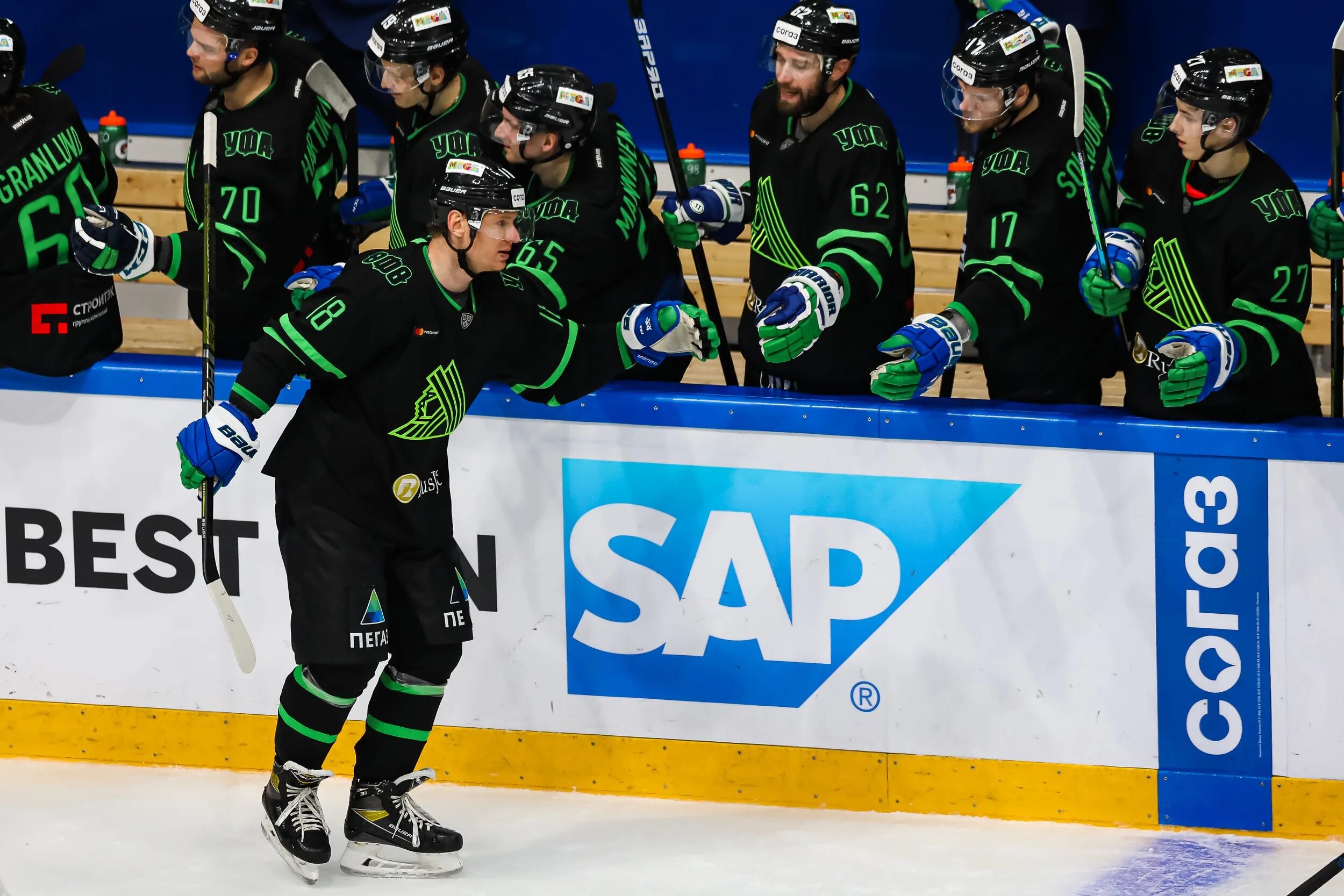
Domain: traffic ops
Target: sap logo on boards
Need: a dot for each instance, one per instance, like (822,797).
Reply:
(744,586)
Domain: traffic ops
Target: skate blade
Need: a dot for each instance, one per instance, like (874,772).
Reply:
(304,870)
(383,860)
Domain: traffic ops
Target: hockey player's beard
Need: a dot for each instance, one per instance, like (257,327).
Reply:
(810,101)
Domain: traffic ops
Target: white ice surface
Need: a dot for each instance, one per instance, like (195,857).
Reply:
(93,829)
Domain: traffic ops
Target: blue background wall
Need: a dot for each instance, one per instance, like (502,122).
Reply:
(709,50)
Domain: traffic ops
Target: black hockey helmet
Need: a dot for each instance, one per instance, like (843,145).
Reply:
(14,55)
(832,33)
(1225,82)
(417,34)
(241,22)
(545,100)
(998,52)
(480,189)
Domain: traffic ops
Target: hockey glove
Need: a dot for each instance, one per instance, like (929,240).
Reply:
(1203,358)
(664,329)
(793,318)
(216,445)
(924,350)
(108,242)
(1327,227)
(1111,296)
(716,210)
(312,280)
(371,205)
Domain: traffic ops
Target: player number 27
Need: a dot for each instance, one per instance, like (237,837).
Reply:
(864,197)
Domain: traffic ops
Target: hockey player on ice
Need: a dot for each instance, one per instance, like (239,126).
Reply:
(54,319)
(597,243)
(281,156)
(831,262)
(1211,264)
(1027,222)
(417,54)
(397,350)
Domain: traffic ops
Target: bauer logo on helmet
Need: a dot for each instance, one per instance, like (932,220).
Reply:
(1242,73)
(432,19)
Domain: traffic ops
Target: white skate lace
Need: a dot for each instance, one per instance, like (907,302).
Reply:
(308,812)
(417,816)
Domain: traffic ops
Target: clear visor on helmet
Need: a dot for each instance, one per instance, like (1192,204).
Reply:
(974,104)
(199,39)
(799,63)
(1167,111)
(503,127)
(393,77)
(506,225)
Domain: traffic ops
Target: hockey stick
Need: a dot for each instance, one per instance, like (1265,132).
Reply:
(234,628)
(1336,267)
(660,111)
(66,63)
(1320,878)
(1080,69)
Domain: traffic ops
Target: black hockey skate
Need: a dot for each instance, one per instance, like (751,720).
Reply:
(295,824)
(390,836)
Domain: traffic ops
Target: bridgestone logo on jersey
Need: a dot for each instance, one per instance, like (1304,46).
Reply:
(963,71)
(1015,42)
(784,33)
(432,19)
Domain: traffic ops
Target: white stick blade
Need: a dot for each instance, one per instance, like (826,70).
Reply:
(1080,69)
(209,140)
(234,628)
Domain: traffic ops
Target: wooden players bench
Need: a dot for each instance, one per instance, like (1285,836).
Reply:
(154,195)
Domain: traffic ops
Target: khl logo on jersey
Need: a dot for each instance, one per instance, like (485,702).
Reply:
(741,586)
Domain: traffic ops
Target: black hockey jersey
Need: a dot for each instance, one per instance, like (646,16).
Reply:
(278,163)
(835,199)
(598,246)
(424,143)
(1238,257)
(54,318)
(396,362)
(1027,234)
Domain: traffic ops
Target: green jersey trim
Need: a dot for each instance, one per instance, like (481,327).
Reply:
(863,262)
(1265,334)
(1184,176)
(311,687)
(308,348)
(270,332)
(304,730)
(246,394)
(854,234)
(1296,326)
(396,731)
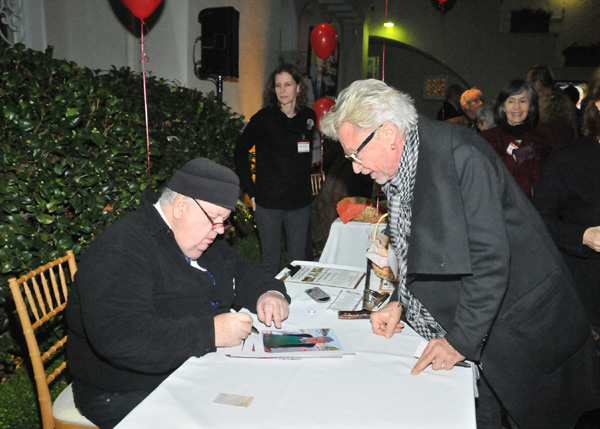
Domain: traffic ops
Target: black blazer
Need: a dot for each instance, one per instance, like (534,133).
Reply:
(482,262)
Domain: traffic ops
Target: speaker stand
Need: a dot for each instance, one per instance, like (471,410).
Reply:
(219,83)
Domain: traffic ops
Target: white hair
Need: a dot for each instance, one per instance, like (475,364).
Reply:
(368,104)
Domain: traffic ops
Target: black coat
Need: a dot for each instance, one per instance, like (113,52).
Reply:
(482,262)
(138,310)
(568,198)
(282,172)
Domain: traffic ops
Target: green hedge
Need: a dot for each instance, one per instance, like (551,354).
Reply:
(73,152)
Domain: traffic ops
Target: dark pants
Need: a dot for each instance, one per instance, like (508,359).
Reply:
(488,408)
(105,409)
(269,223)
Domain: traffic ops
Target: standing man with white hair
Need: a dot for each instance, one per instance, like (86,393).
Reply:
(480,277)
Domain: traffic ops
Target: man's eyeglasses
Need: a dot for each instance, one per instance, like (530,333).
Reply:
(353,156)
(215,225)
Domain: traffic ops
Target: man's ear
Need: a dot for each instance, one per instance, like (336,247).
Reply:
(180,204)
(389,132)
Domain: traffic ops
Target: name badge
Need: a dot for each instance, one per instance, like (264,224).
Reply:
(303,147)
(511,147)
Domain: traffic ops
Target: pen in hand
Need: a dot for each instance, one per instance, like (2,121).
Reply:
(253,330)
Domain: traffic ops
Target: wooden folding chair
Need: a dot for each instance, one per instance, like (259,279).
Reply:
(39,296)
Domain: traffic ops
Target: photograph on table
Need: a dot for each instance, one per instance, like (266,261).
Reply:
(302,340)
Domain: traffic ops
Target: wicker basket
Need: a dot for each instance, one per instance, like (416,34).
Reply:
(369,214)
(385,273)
----------------
*Short exercise*: Count the lines of the records above that contain the string "wooden", treating uppercase and lowercase as different, and reply with the number alone.

*Solution to this exercise*: 2